• Reading passage
▼

Most of you are very unnerved by the prospect of writing a cover letter. There is something about the directness of the communication of the cover letter that has you running. Cover letters take work but we don’t think it is ever smart to pass up an opportunity to make your case more clearly to a recruiter or a hiring manager.
Writing an effective cover letter:
We keep it simple with a four paragraph strategy. First of all – remember that you have one critical thing to accomplish in a cover letter and that is convincing the reader that there is a strong connection between your skills and experiences and the requirements of the job. Along the way you can also show your other desirable qualities, but don’t forget your primary goal.
Here is the formula to create your cover letter.
- In the first paragraph tell them who you are, what school you are graduating from and your major, as well as the job you are applying for. Look at the list of requirements in the job description and take a sentence or two to claim that you have as many of the qualifications as you can back up in the rest of the cover letter. Ignore the rest of them.
- In the second and third paragraphs tell stories that illustrate these skills and experience you are claiming to have. Are they looking for marketing experience? Tell them about the marketing campaign you ran for a small ice cream business and the way it increased sales or how you did a competitive analysis of a large non-profit’s social media efforts and made recommendations (which were implemented) for improving their approach. Do they need someone with strong analytical skills? Tell them the story of how you helped a hospital understand why they were losing money in their cancer practice. Keep it simple and in these stories help them see the problem you were faced with, the actions you took and the results of those actions. Use your best stories that actually connect to their needs.
- In the last paragraph tell them why you are interested in their company and the open position. Do your homework about the company and be sincere. Thank them for their time and ask for the interview. Make sure your contact information is on the cover letter as well as the resume.
You get bonus points if you can speak directly and can limit the buzz words. More if you can make your stories vivid so they can see you in action. Here are two different examples of opening to an engineering major’s third paragraph:
A. I worked closely with my colleagues to find a solution to a technical problem on the braking line, or
B. After hearing my co-workers talking about a technical problem that they were struggling with on the braking line, I popped my head over the top of my cubicle and said “what if we tried this”?
In both cases the writer would need to go on and describe the action they took and the results. But with example B, I already have a picture in my mind of an energetic, action-oriented and collaborative perspective employee. As a hiring manager I am more interested.
There are two things you want to avoid doing at all costs.
The first is having errors in your cover letter. When I was a recruiter, I would simply throw out applications with spelling errors or typos. You must have a good writer check your cover letter over. The second is making claims that you can’t back up. Everything you put in that letter will become a question in an interview.

▲

• What is required
Extract the passage of the cover letter advice between "- In the first" and "rest of them.", inclusive, copying it word for word.

• Data listing
▼

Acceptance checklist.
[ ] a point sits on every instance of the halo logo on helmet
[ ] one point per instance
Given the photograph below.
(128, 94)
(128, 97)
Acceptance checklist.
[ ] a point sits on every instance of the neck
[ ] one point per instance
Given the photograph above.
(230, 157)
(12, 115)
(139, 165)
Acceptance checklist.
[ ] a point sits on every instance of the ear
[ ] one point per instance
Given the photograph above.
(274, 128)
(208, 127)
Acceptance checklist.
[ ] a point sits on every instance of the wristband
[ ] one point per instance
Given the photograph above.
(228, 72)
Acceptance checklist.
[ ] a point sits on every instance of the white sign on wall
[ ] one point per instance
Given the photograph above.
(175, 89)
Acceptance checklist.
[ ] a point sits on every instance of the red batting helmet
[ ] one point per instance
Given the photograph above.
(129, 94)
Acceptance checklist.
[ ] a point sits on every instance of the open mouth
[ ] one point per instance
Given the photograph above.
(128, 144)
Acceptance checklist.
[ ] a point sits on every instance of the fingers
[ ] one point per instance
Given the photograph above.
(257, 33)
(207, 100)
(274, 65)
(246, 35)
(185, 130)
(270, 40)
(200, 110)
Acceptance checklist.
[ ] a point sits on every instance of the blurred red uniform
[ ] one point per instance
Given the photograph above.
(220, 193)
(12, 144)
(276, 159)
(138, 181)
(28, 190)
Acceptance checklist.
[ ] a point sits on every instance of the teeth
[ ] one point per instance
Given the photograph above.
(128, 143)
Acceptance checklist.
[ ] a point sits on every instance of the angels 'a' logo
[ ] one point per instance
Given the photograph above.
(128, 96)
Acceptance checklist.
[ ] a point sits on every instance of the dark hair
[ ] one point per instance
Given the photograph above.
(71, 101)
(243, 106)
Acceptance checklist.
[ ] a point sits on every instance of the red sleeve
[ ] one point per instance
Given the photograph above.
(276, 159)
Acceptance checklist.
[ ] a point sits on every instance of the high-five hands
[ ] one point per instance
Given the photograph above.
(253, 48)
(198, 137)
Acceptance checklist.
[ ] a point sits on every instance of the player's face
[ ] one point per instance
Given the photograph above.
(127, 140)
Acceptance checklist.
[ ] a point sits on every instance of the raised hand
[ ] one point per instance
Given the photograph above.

▲

• Answer to the exercise
- In the first paragraph tell them who you are, what school you are graduating from and your major, as well as the job you are applying for. Look at the list of requirements in the job description and take a sentence or two to claim that you have as many of the qualifications as you can back up in the rest of the cover letter. Ignore the rest of them.